Kootenay Park had conscientious objector camps

By Elinor Florence

Almost 11,000 Canadian men refused, mainly for religious reasons, to perform military duties during the Second World War. Instead, the federal government required them to do “alternate service” in work camps.

Two of these camps were established in the 1,400-square-kilometre Kootenay National Park, located between Radium Hot Springs and the Alberta border.

Ray Crook of Invermere was not a conscientious objector. He was rejected from military service because of a heart murmur – ironic, since he will turn 99-years-old in September. He well remembers the wartime years, which he spent at his family homestead inside Kootenay National Park, working as a grader operator and truck driver, while his father supervised a group of conscientious objectors.

I spoke to Ray at his home in Invermere, and he gave me a copy of the book Park Prisoners: The Untold Story of Western Canada’s National Parks, 1915-1946, written by University of Saskatchewan history professor Bill Waiser, where I gleaned some further information.

Ray’s father Charles Crook homesteaded in the mountains about thirty kilometres east of Radium Hot Springs, inside an area that later became the national park. In 1932 he had the bright idea of erecting a gas station on his property.

Crook’s Cabins, 1939. Photo courtesy Windermere District Historical Society

Ray and his brother Charlie helped their father build seven log cabins, and Crook’s Meadows became a summer tourist campground that supported the family.

But the declaration of war put the brakes on their livelihood. Since gasoline was rationed, people weren’t driving anywhere on holidays, least of all to the remote mountain parks. Many people gave up driving altogether.

“When war broke out, Dad’s business was nil,” Ray recalls. “He was trying to pick up work wherever he could.” As a result, Charles Crook was happy to accept a position with the federal government, supervising conscientious objectors (sometimes called COs for short, or the more derogatory term coined during the First World War, “conchies.”)

They were sent to two camps inside the park – one called Sixteen-Mile Camp, and one called Twenty-One Mile Camp. Both were located on the banks of the Kootenay River. The men operated small sawmills and did other jobs in the park: fighting fires and building bridges and fixing roads.

Left is a photo of Charles Crook, right, with five of the conscientious objectors.

The issue of Conscientious Objectors came about like this.

The Second World War lasted from 1939 to 1945. In 1940, the federal government brought in conscription, although not for overseas duty. All men could be drafted and trained for home guard duties, but only volunteers would be sent overseas.

But 11,000 men (only four percent of the total number of exemptions) refused to participate in any military training whatsoever, even for the home guard. Most of their objections were for religious reasons, so a compromise was reached with religious leaders: COs would be required to perform civilian labour for four months, the same length of time as standard military training.

PROBLEM 1 ▸ In the article on Kootenay Park's conscientious objector camps, condense the paragraph beginning "Ray's father Charles Crook homesteaded" into a shorter version that keeps its main facts.
The text and the records are unrelated to each other.

THE INPUT ▸
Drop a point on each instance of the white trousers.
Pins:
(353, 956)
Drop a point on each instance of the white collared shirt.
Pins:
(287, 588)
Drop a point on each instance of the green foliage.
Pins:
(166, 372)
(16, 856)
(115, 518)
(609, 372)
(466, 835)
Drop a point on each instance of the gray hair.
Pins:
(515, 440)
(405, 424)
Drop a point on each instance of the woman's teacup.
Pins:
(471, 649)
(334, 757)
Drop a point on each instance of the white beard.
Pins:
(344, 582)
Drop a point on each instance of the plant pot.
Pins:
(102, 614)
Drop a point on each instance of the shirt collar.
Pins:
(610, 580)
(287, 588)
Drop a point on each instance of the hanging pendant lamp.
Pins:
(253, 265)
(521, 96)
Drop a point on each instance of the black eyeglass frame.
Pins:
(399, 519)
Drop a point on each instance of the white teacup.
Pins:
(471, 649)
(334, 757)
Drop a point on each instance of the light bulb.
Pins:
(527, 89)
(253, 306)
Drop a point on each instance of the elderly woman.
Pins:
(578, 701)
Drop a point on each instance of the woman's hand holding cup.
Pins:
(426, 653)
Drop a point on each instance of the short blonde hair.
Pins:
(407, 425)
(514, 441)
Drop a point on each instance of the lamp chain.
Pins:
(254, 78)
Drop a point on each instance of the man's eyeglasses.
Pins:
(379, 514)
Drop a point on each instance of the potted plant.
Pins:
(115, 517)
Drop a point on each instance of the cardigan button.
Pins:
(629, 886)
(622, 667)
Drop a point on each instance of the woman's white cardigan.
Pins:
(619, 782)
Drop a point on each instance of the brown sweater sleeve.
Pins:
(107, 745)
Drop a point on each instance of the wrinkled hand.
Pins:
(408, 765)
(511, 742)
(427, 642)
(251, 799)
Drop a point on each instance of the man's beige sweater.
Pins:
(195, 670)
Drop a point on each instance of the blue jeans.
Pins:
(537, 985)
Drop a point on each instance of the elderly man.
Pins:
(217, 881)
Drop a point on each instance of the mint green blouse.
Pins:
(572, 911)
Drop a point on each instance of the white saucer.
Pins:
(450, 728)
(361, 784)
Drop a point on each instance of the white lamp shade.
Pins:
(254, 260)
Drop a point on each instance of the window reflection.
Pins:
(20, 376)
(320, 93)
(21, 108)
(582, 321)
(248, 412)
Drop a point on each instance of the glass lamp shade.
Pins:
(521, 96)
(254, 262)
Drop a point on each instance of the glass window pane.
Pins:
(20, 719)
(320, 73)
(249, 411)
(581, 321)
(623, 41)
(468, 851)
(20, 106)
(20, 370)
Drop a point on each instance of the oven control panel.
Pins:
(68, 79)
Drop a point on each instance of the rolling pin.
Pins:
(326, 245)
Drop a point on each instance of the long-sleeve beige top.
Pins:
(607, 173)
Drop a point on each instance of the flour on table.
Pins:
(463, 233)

PROBLEM 2 ▸ Retype the lines of the records from the line with "Drop a point on each instance of the mint" through the end of the records, without changes.

TASK RESULT 1 ▸ Charles Crook, Ray's father, homesteaded in the mountains about thirty kilometers east of Radium Hot Springs, in an area that later became the national park. In 1932, he put up a gas station on his property.

TASK RESULT 2 ▸
Drop a point on each instance of the mint green blouse.
Pins:
(572, 911)
Drop a point on each instance of the white saucer.
Pins:
(450, 728)
(361, 784)
Drop a point on each instance of the white lamp shade.
Pins:
(254, 260)
Drop a point on each instance of the window reflection.
Pins:
(20, 376)
(320, 93)
(21, 108)
(582, 321)
(248, 412)
Drop a point on each instance of the glass lamp shade.
Pins:
(521, 96)
(254, 262)
Drop a point on each instance of the glass window pane.
Pins:
(20, 719)
(320, 73)
(249, 411)
(581, 321)
(623, 41)
(468, 851)
(20, 106)
(20, 370)
Drop a point on each instance of the oven control panel.
Pins:
(68, 79)
Drop a point on each instance of the rolling pin.
Pins:
(326, 245)
Drop a point on each instance of the long-sleeve beige top.
Pins:
(607, 173)
Drop a point on each instance of the flour on table.
Pins:
(463, 233)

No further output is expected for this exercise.